■ **MATERIAL FOR THIS TASK**
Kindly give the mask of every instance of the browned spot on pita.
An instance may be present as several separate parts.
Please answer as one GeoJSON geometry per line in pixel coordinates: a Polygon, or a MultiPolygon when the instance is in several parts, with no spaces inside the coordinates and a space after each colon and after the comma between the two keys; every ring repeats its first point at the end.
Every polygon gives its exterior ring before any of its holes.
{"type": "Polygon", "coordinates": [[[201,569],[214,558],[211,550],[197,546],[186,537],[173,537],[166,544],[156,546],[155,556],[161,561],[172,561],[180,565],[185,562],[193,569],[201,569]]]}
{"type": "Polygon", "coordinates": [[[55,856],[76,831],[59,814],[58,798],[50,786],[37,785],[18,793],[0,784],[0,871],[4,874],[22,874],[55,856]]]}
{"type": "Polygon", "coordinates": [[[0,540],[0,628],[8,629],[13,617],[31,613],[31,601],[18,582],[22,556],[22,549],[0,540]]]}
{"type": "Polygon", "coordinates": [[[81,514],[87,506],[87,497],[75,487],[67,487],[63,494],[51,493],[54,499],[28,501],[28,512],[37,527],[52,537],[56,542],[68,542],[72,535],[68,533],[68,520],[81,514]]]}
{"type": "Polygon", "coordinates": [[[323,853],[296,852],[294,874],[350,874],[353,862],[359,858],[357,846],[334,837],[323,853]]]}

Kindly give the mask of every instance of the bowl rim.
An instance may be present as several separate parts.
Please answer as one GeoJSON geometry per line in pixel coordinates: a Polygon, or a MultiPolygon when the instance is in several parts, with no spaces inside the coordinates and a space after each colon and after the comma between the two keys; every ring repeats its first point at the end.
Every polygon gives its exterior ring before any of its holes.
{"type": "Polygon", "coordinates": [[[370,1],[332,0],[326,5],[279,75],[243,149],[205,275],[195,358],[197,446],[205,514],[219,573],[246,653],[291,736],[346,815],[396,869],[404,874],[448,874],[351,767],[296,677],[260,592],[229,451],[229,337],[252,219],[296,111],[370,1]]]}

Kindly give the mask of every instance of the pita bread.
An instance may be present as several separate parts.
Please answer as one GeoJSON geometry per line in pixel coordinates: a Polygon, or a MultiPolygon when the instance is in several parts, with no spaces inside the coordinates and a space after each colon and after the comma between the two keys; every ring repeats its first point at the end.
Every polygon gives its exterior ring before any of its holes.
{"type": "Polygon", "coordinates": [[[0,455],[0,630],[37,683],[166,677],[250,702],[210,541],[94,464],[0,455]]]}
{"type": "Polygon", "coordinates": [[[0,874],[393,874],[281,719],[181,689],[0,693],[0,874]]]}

■ **TASK TO COMPLETE**
Rewrite all of the rows above, changing every "pixel coordinates" to "image coordinates" and leaving everything else the same.

■ **COMPLETED EXERCISE**
Kindly give the mask of every instance of the browned spot on pita.
An instance may be present as several separate parts.
Please answer as one GeoJSON geometry per line in image coordinates: a Polygon, or a MultiPolygon when the instance is in several parts, with no spaces inside the coordinates and a space after each colon and after the comma between the two keys; every ring repeats its first point at the end.
Every polygon gives its exterior ring before any of its holes.
{"type": "Polygon", "coordinates": [[[201,569],[214,558],[211,550],[197,546],[186,537],[173,537],[166,544],[156,546],[155,556],[161,561],[172,561],[180,565],[185,562],[193,569],[201,569]]]}
{"type": "Polygon", "coordinates": [[[55,856],[76,831],[59,814],[58,798],[50,786],[37,785],[18,793],[0,784],[0,871],[4,874],[22,874],[55,856]]]}
{"type": "Polygon", "coordinates": [[[0,540],[0,628],[8,629],[13,617],[31,613],[31,601],[18,582],[22,556],[22,549],[0,540]]]}
{"type": "Polygon", "coordinates": [[[81,514],[87,506],[87,497],[75,487],[67,487],[63,494],[51,493],[54,499],[28,501],[28,512],[37,527],[52,537],[56,542],[68,542],[72,535],[68,533],[68,520],[81,514]]]}
{"type": "Polygon", "coordinates": [[[323,853],[296,852],[294,874],[350,874],[353,862],[359,858],[357,846],[334,837],[323,853]]]}

Kindly give the mask of every instance of the bowl rim.
An instance may be present as several separate parts.
Please answer as one GeoJSON geometry per line in image coordinates: a Polygon, or a MultiPolygon when the instance is in several parts, with no spaces inside the coordinates and a space after each colon and after the comma between the two keys; every ring repeats its first point at the end.
Every polygon gives its exterior ring before any of its holes.
{"type": "Polygon", "coordinates": [[[370,1],[332,0],[326,5],[279,75],[243,149],[205,275],[195,358],[197,446],[205,514],[219,573],[246,653],[291,736],[346,815],[396,869],[404,874],[448,874],[351,767],[296,677],[260,592],[229,451],[229,337],[252,219],[296,111],[370,1]]]}

Kindly give the mask of every instance of the pita bread.
An instance may be present as several separate parts.
Please answer as one GeoJSON geometry per line in image coordinates: a Polygon, or a MultiPolygon when the instance is in several parts, with no spaces inside the coordinates and a space after each colon and after the comma between the two keys; every ring repeats its first point at the end.
Every polygon gives its exterior ring before any of its holes.
{"type": "Polygon", "coordinates": [[[0,455],[0,630],[37,683],[166,677],[250,702],[210,541],[94,464],[0,455]]]}
{"type": "Polygon", "coordinates": [[[0,874],[393,874],[281,719],[181,689],[0,693],[0,874]]]}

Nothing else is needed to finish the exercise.